JOBS →
1. In the NPR report on Russian propaganda, how many followers did the Blacktivist page have in late August?
2. Decide whether each statement agrees with the NPR report on Russian propaganda, answering yes or no and quoting the deciding words: (a) Jeff Hancock heads the Stanford University Social Media Lab; (b) M'tep Blount found the Blacktivist page by searching for it; (c) Twitter took the Blacktivist page down.
3. Continue the NPR report on Russian propaganda from its final sentence.

Silicon Valley goes to Washington this week. Officials from Facebook, Google and Twitter appear before Congress to talk about their social platforms and Russian interference in the 2016 presidential election. NPR will be bringing you stories on this all week this morning to kick things off. NPR's Laura Sydell reports on social media that was created to cause divisions in the United States linked to Russia.

LAURA SYDELL, BYLINE: The first thing to know about Russian propaganda is that it doesn't say it's Russian propaganda. It might simply be a social media post, a tweet or a Facebook page about a topic that you find interesting. M'tep Blount is a supporter of Black Lives Matter. One day, she saw a group page that might have been affiliated with the movement. It was called Blacktivist.

M'TEP BLOUNT: It was on my news feed. It was, oh, you have a friend who's a part of this group. And I was like, all right. I'll look into it. It definitely had a big following...

SYDELL: ...As in over 400,000 followers in late August. The Blacktivist page was sharing information about police brutality. And videos often appeared on the page of police beating African-Americans in small towns.

BLOUNT: It was like, wow. This is happening in this community, too. I really hope they do something about it. But they probably aren't going to do.

SYDELL: As it turns out, the Blacktivist page was linked to Russia. And Facebook took it down. It doesn't seem as if the Blacktivist group was trying to change Blount's mind about anything. And it was carefully crafted to attract people like Blount whose behavior on Facebook made it clear that they mistrusted police and were concerned about civil rights.

JEFF HANCOCK: Propaganda can actually have a real effect. Even though we might already believe what we're hearing, this can heighten our arousal or our emotions.

SYDELL: Jeff Hancock is a psychologist who heads the Stanford University Social Media Lab. Hancock has studied the ways people are affected by seeing information that confirms their beliefs. In his study, he asked people how they felt about an issue before showing them stories. So he says if someone thought Hillary Clinton was corrupt, he showed posts confirming it. If people were worried about police brutality, he showed them posts of police brutalizing civilians.

HANCOCK: If I'm worried about police brutality then, you know, the more times I'm exposed to that, the stronger it makes me feel about it.

SYDELL: Hancock says this kind of propaganda is designed to enhance divisions...

HANCOCK: ...And by doing that, reduce the will to vote. The anger within each other - it really truly is just a simple divide-and-conquer approach.

SYDELL: It's an approach that Russia has frequently used around the world, says former Russian Ambassador Michael McFaul.

GIVEN INFORMATION →

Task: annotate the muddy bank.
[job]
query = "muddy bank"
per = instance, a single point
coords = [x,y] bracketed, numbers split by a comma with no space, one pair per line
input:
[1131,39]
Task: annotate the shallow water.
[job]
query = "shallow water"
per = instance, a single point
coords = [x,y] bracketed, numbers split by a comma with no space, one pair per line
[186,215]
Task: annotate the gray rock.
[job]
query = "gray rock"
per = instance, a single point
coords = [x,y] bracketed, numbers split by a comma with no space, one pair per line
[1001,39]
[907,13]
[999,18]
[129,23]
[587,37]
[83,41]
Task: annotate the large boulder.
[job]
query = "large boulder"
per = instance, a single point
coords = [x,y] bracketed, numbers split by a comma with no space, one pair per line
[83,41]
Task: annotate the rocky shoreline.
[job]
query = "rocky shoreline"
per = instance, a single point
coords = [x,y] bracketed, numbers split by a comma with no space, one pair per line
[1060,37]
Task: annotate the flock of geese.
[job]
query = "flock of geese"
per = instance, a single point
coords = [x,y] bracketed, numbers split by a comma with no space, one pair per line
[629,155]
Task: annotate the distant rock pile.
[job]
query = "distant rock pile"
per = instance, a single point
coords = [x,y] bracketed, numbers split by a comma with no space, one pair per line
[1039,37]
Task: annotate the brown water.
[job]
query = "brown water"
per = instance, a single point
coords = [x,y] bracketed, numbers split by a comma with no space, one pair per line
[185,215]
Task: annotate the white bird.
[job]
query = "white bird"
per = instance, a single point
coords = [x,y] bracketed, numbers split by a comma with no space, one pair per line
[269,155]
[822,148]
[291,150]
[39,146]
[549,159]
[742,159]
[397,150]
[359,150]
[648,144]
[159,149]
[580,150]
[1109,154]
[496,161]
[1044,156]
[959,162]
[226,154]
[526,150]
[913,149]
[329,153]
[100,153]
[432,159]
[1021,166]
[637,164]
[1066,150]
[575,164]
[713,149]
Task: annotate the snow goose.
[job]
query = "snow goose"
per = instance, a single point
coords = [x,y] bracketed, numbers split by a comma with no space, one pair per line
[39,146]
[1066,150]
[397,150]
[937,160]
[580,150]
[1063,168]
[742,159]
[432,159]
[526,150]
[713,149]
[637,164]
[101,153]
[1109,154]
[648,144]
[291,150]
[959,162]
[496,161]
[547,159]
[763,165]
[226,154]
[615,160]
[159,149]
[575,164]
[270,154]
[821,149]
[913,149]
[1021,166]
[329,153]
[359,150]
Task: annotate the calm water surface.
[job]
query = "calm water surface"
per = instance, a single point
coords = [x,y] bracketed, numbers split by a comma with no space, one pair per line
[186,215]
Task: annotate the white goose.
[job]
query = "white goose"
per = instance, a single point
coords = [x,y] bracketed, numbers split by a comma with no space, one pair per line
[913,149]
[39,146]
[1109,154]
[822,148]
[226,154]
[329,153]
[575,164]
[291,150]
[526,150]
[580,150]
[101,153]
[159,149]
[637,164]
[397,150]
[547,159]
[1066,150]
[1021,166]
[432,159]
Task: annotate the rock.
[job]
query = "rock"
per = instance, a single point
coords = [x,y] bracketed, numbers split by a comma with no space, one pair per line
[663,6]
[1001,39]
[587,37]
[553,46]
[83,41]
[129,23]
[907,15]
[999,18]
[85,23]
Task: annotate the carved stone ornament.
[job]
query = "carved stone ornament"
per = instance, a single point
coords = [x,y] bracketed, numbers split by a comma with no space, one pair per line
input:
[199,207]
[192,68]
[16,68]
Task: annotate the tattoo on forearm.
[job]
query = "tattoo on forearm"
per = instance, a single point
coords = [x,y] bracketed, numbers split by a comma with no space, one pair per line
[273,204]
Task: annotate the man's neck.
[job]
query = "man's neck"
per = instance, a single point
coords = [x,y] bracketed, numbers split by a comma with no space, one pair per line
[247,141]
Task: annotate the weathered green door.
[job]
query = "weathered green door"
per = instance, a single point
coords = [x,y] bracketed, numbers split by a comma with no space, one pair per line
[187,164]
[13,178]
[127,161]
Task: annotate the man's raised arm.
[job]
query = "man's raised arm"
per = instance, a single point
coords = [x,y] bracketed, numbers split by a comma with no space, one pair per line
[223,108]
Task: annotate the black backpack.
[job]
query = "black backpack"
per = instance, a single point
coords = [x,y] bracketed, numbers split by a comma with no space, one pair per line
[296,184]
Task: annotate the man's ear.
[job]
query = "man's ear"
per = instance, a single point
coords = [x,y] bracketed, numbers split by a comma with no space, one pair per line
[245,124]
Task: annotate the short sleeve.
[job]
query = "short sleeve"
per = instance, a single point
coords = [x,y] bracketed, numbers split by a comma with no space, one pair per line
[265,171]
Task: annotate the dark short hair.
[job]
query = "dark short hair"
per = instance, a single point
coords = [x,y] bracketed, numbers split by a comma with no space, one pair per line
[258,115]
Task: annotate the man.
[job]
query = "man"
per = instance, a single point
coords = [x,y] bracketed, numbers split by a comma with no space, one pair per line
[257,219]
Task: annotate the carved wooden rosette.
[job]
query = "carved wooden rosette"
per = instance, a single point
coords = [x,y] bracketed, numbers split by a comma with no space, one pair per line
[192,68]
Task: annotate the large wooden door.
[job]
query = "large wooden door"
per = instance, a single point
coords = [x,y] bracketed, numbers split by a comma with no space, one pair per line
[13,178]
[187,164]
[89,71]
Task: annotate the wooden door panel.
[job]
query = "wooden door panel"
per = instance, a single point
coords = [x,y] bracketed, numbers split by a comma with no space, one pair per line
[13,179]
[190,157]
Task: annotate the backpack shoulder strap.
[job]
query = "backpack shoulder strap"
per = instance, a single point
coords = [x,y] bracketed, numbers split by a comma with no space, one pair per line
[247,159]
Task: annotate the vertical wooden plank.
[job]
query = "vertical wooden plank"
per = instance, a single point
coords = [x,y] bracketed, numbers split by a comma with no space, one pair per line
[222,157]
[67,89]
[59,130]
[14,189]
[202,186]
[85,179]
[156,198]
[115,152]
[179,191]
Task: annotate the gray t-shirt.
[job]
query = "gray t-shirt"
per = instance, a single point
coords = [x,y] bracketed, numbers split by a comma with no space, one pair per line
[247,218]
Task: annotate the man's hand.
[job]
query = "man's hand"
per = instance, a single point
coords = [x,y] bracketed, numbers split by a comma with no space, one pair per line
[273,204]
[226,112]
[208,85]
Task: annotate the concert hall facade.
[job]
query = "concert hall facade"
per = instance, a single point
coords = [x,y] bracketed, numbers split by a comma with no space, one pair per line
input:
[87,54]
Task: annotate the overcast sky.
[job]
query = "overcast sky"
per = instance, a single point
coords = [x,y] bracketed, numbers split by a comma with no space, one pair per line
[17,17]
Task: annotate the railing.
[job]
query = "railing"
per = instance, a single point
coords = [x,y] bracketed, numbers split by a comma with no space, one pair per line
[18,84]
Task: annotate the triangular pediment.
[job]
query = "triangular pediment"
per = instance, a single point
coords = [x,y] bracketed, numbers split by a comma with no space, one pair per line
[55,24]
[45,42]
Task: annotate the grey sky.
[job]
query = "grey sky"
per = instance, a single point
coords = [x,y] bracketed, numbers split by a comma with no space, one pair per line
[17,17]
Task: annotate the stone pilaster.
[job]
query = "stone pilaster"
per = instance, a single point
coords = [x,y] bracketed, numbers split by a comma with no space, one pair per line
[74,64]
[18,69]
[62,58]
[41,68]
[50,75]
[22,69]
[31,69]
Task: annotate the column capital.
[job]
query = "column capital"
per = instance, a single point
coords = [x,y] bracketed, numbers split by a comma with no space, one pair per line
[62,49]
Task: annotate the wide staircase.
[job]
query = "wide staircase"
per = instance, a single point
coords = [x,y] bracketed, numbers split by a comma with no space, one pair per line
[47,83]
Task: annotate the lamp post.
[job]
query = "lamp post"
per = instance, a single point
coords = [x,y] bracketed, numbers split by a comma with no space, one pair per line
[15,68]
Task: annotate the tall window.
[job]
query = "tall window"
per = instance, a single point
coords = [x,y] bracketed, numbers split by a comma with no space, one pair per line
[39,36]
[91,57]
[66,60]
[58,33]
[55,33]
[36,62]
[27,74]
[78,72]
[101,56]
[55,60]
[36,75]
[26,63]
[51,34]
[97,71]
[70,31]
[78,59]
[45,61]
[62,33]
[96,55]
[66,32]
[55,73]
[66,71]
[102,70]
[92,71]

WRITTEN RESPONSES →
1. Over 400,000.

2.
(a) Yes: "Jeff Hancock is a psychologist who heads the Stanford University Social Media Lab."
(b) No: "It was on my news feed."
(c) No: "And Facebook took it down."

3.
MICHAEL MCFAUL: They think that that leads to polarization, that leads to arguments among ourselves. And it takes us off the world stage.

SYDELL: The Russian campaign spread across all forms of social media. Take a Twitter account like @TEN_GOP, which had more than 100,000 followers. It called itself the unofficial account of the Tennessee Republican Party. But it wasn't. It was reportedly set up from Russia. The account, which has been shut down, sent out a stream of fake news such as a tweet falsely stating that there was voter fraud in Florida. The fake news got plenty of amplification. There's no evidence that President Trump or his supporters knew about the accounts linked to Russia. Still, it was retweeted by Trump spokesperson Kellyanne Conway, Donald Trump Jr. And then Trump himself thanked the account for its support. Clint Watts, a fellow at the Foreign Policy Research Institute, has been investigating Russian use of social media.

CLINT WATTS: It has been retweeted, cited many, many times by people in the Trump campaign or Republican operatives and even in the mainstream media. And so that shows how just one account with just a lot of effort can actually influence the discussion and be cited in the debate.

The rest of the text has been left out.